Christmas Gift Guide: What the middle aged man about town might want this Christmas.

I’ll be honest with you. I have no real idea what the typical middle aged man might want this Christmas. So, if you’re looking for a guide that might prove to be of some use, this might not be the read for you, although as a middle aged man I may be able to offer some useful advice. I mean, I’ve been middle aged for a while now and run a blog called Middleagefanclub; I can hazard a decent guess, right?

My first gift recommendation can be both practical and stylish. It’s slippers. Now, I know, I know, I know that slippers seem to be the most stereotyped middle aged man gift going. And perhaps they are. But I’ll tell you what; they’re practical too. In fact, all you need to get some use out of slippers is feet. On an even more practical level, us middle aged men have gotten to a stage in life where circulation isn’t quite what it used to be. And it’s our hands and feet that will suffer, so in order to keep some feeling in those feet on those long Winter night, you could do a lot worse than buying the middle aged man in your life – dad, husband, brother, uncle, whatever – a nice pair of slippers.

Collected material
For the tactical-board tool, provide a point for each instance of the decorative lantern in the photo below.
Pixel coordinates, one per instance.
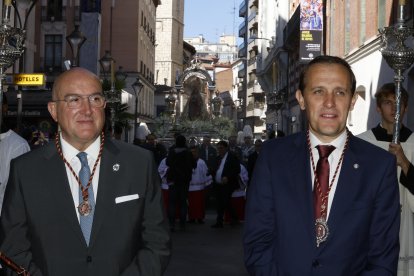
(216, 104)
(170, 101)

Set exercise
Please transcribe the part of the gift guide starting at "Christmas Gift Guide: What" and ending at "decent guess, right?". You won't need the data above.

Response to the task
Christmas Gift Guide: What the middle aged man about town might want this Christmas.

I’ll be honest with you. I have no real idea what the typical middle aged man might want this Christmas. So, if you’re looking for a guide that might prove to be of some use, this might not be the read for you, although as a middle aged man I may be able to offer some useful advice. I mean, I’ve been middle aged for a while now and run a blog called Middleagefanclub; I can hazard a decent guess, right?